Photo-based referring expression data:

________________

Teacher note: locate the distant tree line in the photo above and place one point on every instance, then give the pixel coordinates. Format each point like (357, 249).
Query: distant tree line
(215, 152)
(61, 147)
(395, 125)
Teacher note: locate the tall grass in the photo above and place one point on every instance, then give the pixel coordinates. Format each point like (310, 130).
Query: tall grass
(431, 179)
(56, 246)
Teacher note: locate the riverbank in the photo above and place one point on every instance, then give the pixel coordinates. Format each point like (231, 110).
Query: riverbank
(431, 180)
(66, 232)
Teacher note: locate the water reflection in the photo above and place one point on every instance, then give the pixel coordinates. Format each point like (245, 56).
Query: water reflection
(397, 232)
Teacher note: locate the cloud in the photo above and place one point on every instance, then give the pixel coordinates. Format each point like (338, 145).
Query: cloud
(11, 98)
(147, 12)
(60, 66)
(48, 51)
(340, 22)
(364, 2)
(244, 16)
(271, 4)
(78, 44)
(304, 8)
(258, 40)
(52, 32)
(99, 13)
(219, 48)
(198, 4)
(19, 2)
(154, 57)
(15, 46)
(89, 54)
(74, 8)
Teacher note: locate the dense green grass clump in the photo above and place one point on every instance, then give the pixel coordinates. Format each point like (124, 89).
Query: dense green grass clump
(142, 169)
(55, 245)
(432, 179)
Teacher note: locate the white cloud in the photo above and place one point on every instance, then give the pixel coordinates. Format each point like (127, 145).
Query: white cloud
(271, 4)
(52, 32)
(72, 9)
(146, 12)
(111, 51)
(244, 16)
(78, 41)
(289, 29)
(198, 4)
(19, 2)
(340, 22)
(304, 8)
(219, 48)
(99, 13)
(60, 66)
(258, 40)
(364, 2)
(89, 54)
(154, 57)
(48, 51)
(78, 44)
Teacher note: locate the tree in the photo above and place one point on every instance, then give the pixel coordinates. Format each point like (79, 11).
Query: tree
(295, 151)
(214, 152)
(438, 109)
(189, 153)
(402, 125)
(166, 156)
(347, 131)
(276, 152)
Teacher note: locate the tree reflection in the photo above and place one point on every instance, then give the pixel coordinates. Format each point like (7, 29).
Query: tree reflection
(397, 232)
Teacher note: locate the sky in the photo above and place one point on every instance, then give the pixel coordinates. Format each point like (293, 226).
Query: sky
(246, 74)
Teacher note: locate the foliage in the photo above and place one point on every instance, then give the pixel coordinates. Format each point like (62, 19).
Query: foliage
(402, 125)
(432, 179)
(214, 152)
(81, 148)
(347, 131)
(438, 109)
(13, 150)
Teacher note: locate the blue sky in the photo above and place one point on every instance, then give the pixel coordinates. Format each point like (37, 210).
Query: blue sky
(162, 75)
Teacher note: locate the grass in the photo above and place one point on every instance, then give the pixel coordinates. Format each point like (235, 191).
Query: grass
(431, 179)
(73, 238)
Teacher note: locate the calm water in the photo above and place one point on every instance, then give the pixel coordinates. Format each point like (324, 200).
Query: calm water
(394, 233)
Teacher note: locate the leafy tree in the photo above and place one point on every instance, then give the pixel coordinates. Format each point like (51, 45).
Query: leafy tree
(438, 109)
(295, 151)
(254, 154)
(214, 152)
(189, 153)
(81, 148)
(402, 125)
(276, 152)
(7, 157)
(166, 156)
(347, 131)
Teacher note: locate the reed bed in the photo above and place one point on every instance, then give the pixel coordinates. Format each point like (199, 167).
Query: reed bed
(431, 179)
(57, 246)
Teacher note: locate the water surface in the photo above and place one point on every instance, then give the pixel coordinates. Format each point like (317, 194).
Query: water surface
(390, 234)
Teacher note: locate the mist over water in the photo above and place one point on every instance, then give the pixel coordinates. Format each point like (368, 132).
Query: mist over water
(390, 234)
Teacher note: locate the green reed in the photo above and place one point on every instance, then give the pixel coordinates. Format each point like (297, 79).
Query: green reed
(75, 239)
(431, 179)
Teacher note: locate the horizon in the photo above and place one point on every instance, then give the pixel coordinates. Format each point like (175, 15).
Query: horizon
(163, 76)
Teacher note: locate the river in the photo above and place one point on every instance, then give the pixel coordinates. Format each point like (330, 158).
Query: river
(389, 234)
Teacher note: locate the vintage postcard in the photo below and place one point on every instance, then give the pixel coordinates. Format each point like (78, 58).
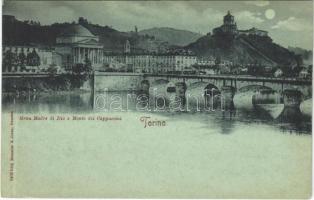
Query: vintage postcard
(157, 99)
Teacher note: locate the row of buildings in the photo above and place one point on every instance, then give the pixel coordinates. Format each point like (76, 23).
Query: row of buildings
(76, 44)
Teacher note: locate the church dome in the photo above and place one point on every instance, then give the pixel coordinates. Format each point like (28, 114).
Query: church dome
(77, 30)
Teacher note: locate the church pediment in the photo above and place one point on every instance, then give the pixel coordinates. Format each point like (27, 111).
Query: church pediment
(88, 41)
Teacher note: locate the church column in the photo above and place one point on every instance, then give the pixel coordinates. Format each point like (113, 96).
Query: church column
(79, 55)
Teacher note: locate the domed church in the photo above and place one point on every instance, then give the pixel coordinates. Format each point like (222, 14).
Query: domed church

________________

◆ Activity: Take the line holding "Query: church pediment" and the lines after it through the end of the entries. Retype them exactly and add nothing.

◆ Exercise result:
Query: church pediment
(88, 41)
Teacher note: locate the church column in the photo above and place one point on every instance, then give the pixel coordinates. Format each point like (113, 96).
Query: church column
(79, 55)
Teacher note: locate the domed church in the photo above and place one point on every instance, then give the pixel coordinates. Format each point like (222, 14).
Query: domed church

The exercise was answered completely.